◆ **WHAT YOU SHOULD DO**
Write every line out verbatim and omit the pictures.

#### DATA ROWS

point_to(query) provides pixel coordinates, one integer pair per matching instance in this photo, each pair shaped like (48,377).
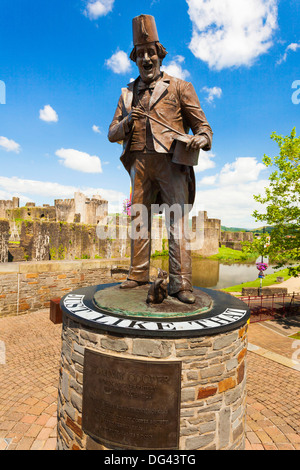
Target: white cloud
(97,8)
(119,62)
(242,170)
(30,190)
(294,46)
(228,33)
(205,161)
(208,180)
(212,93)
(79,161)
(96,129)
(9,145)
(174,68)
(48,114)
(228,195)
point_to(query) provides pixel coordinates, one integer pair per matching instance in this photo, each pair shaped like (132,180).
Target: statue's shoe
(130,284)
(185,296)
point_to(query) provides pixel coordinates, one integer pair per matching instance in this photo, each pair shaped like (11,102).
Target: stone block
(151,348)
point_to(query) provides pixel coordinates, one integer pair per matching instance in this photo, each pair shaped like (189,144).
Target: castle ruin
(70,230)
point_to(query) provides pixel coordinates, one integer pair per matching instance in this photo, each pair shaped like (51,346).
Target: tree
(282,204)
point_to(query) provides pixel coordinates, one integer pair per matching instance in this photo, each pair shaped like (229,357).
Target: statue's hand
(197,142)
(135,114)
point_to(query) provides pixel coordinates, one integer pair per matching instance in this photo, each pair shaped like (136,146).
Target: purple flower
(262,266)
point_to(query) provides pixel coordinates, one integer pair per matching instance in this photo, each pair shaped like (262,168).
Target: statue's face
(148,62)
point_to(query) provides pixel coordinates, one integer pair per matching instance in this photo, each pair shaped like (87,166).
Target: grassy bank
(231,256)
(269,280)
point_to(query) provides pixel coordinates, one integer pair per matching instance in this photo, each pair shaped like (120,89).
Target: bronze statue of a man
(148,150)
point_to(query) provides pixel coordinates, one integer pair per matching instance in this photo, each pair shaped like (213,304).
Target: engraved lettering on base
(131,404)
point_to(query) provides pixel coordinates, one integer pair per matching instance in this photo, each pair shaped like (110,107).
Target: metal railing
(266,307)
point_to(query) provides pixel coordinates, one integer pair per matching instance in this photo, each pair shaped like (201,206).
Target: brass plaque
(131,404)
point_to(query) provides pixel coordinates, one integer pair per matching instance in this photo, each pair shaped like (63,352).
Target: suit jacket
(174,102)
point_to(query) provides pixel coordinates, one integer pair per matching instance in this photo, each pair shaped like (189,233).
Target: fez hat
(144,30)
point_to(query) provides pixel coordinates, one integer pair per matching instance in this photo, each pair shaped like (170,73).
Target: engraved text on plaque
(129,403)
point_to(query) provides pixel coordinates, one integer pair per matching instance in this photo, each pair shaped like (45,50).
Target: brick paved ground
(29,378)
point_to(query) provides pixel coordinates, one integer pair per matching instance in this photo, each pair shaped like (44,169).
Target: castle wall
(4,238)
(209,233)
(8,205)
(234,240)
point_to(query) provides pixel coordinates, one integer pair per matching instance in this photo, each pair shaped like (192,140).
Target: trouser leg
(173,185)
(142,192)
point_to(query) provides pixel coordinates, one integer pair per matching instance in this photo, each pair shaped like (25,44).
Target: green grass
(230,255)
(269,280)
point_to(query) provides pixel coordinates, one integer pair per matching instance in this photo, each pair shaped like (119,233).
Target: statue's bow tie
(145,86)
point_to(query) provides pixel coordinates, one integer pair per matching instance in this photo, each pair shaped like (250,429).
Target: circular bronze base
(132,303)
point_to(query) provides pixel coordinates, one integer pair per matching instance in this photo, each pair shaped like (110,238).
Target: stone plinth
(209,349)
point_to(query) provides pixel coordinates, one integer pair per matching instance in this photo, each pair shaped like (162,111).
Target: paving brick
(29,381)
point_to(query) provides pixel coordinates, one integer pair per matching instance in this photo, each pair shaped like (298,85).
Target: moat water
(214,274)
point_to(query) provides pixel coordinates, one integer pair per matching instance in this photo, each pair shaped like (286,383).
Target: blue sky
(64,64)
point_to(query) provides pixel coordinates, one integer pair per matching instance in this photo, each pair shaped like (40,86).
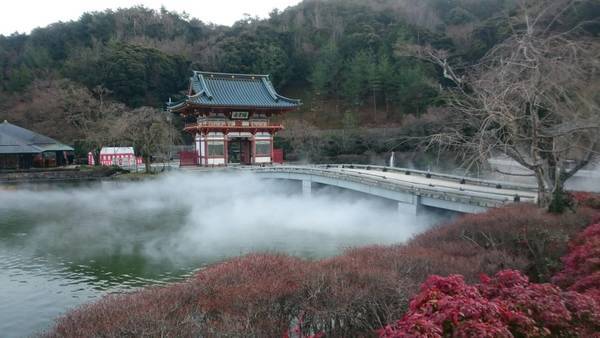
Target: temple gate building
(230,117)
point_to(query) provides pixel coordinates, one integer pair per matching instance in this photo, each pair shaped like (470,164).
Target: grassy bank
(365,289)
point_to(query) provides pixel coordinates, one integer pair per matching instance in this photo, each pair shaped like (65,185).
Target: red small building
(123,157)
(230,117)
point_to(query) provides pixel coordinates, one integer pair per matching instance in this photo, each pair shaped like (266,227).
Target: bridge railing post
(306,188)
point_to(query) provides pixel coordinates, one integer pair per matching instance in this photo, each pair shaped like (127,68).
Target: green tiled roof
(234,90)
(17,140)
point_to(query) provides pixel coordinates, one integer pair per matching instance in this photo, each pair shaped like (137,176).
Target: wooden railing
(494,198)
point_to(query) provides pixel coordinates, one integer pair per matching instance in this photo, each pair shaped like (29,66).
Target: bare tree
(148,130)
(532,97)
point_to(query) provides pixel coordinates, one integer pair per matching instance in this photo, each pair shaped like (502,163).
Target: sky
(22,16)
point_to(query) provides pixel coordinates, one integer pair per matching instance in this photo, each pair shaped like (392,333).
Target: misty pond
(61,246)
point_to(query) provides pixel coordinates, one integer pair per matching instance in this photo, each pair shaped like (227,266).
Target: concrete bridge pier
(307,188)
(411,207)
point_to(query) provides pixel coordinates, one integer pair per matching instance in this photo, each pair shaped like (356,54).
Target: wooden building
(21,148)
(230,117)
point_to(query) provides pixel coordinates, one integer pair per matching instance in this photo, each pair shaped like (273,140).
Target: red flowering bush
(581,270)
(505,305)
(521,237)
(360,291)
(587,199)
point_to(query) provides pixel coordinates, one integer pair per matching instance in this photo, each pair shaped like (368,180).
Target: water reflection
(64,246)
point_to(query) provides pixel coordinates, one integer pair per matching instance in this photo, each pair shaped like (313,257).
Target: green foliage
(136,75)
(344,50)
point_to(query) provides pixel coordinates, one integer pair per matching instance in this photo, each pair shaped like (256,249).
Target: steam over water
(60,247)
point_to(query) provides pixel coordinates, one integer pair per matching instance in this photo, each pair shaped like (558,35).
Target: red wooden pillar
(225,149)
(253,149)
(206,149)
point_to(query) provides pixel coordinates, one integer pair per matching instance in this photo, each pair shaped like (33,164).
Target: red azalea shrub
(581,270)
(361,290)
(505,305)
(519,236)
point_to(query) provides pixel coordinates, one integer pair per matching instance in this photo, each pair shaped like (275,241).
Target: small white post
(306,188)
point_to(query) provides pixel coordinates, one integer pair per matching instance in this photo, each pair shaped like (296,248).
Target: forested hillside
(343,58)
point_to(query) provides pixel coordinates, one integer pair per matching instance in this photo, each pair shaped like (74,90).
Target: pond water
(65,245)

########

◆ **TASK ANSWER**
point_to(query) provides pixel coordinates, one integer pair per matching instance in this photo, each pair shaped like (48,377).
Target: white cloud
(97,8)
(119,62)
(242,170)
(30,190)
(294,46)
(228,33)
(205,161)
(208,180)
(212,93)
(79,161)
(96,129)
(9,145)
(174,68)
(48,114)
(228,195)
point_to(query) provides pixel coordinates, one integer pair per matching instance in this photo, each pair shaped like (132,180).
Target: statue's shoe
(130,284)
(185,296)
point_to(query) provides pixel coordinates, one integer pair per matching instance in this photo, each pair shaped like (11,102).
Target: stone block
(151,348)
point_to(query) provides pixel coordinates, one integer pair per matching instance in this photo, each pair shaped like (189,144).
Target: castle ruin
(70,230)
point_to(query) provides pixel coordinates, one integer pair per matching instance in this photo, each pair shaped like (51,346).
Target: tree
(282,204)
point_to(query) provides pixel coordinates, one integer pair per matching instance in this photo, each pair shaped like (229,357).
Target: statue's hand
(197,142)
(135,114)
point_to(query) provides pixel coordinates, one integer pair per matching instance in this photo, each pair shaped like (136,146).
Target: purple flower
(262,266)
point_to(query) provides pixel coordinates, one integer pair per matching instance in this photo, each pair shaped like (262,168).
Target: statue's face
(148,62)
point_to(query) provides pixel coordinates, one integer pair per matching instance in this photo, each pair shaped like (87,166).
Target: grassy bank
(231,256)
(269,280)
point_to(query) provides pixel coordinates, one integer pair per matching instance in this photo, each pair shaped like (120,89).
Target: bronze statue of a man
(148,150)
point_to(query) provides pixel coordinates, one integer pair per matching instance in this photo, each pair shaped like (213,304).
Target: engraved lettering on base
(131,404)
point_to(query) provides pixel coordinates, one integer pair per matching instance in this photo, each pair shaped like (110,107).
Target: metal railing
(266,307)
point_to(query) provides pixel coordinates, one integer pair per matching instance in this photo, each pair shaped like (201,206).
Target: brass plaque
(131,404)
point_to(query) provides pixel coordinates, one integer pair per matching instance in this photo, each pair shaped like (63,352).
Target: suit jacket
(174,102)
point_to(query) provides pixel coordinates, one integer pair per matching instance in this photo, each pair shaped like (189,233).
Target: fez hat
(144,30)
point_to(query) provides pixel coordinates, one integer pair per matching instance in this photo, each pair shaped like (170,73).
Target: engraved text on plaque
(129,403)
point_to(query) provides pixel coordinates, one integer pair per matching instance in this photo, each pair shaped like (45,50).
Target: brick paved ground
(29,378)
point_to(query) provides pixel coordinates, one integer pair per matching instance in this photo, each pair shaped like (44,169).
Target: castle wall
(4,238)
(209,233)
(8,205)
(234,240)
point_to(query) provides pixel coordinates, one integer pair per matching instance in this photo, each pair shaped like (192,140).
Target: trouser leg
(173,185)
(142,192)
point_to(query) provides pixel coordinates, one integer pair per matching instance in this photo, each pair shaped like (25,44).
Target: green grass
(230,255)
(269,280)
point_to(query) provides pixel coordinates, one integer pair per matching instance in this photo, each pair shaped like (119,233).
Target: statue's bow tie
(145,86)
point_to(query) provides pixel coordinates, one integer pair per matching instance in this photo, each pair shaped like (250,429).
Target: circular bronze base
(132,303)
point_to(query) provides pixel coordinates, one integer pair per matching instance in this photo, each pair shaped like (110,238).
Target: stone plinth
(209,349)
point_to(query) provides pixel coordinates, one integer pair per matching instance in this photo, each pair shaped like (162,111).
Target: paving brick
(29,381)
point_to(query) provides pixel coordinates, one integer pair per matching instance in this photo, each pair shaped like (298,85).
Target: moat water
(214,274)
point_to(query) provides pixel coordinates, one integer pair per matching instance in this photo, each pair shaped like (286,383).
Target: blue sky
(64,64)
point_to(query) provides pixel coordinates, one integer pair per matching instance in this photo, each pair shaped like (40,86).
Target: temple gate building
(230,117)
point_to(query) provides pixel coordinates, one integer pair per matching instance in this photo, each pair shaped like (470,164).
Target: grassy bank
(365,289)
point_to(query) provides pixel coordinates, one integer pair per matching instance in this photo, each pair shaped like (65,185).
Target: red small building
(123,157)
(230,117)
point_to(query) provides pixel coordinates, one integer pair per matching instance in this photo, each pair shaped like (266,227).
Target: bridge railing post
(306,188)
point_to(query) provides pixel coordinates, one integer pair per matching instance in this photo, each pair shaped like (127,68).
Target: green tiled roof
(234,90)
(17,140)
point_to(query) provides pixel coordinates, one integer pair per matching instance in this photo, each pair shaped like (137,176).
Target: wooden railing
(494,198)
point_to(query) provides pixel coordinates, one integer pair per matching instance in this photo, each pair shaped like (29,66).
Target: bare tree
(148,130)
(532,97)
point_to(query) provides pixel coordinates, one integer pair per matching instance in this photo, each pair shaped like (502,163).
Target: sky
(22,16)
point_to(query) provides pixel coordinates, one integer pair per matching instance in this photo, each pair shaped like (392,333).
Target: misty pond
(61,246)
point_to(query) provides pixel coordinates, one integer pair per matching instance in this photo, each pair shaped like (227,266).
Target: concrete bridge pier
(307,188)
(411,207)
point_to(query) provides pixel coordinates, one integer pair per matching instance in this photo, each pair shaped like (356,54).
Target: wooden building
(21,148)
(230,117)
point_to(query) provides pixel coordinates, one integer pair per matching instance in this photo, each pair shaped like (273,140).
Target: red flowering bush
(581,270)
(505,305)
(521,237)
(360,291)
(587,199)
point_to(query) provides pixel coordinates, one integer pair per matching instance in this photo, each pair shaped like (368,180).
Target: water reflection
(64,246)
point_to(query) provides pixel coordinates, one integer pair per matching instance in this photo, each pair shaped like (313,257).
Target: green foliage
(136,75)
(344,50)
point_to(query) provides pixel coordinates, one integer pair per matching instance in this photo, each pair shaped like (256,249).
Target: steam over water
(60,247)
point_to(query) provides pixel coordinates, one integer pair per matching instance in this photo, each pair shaped like (558,35).
Target: red wooden pillar
(225,149)
(253,149)
(206,149)
point_to(query) provides pixel coordinates, one integer pair per matching instance in this photo, each pair shaped like (33,164).
Target: red azalea shrub
(581,270)
(361,290)
(505,305)
(519,236)
point_to(query) provides pixel coordinates, one integer pair per matching instance in this photo, each pair shaped like (275,241).
Target: small white post
(306,188)
point_to(query) provides pixel coordinates, one integer pair per matching instance in this photo, each pair shaped like (296,248).
Target: forested hillside
(343,58)
point_to(query) provides pixel coordinates, one integer pair per matching instance in this photo, each pair shaped like (74,90).
Target: pond water
(65,245)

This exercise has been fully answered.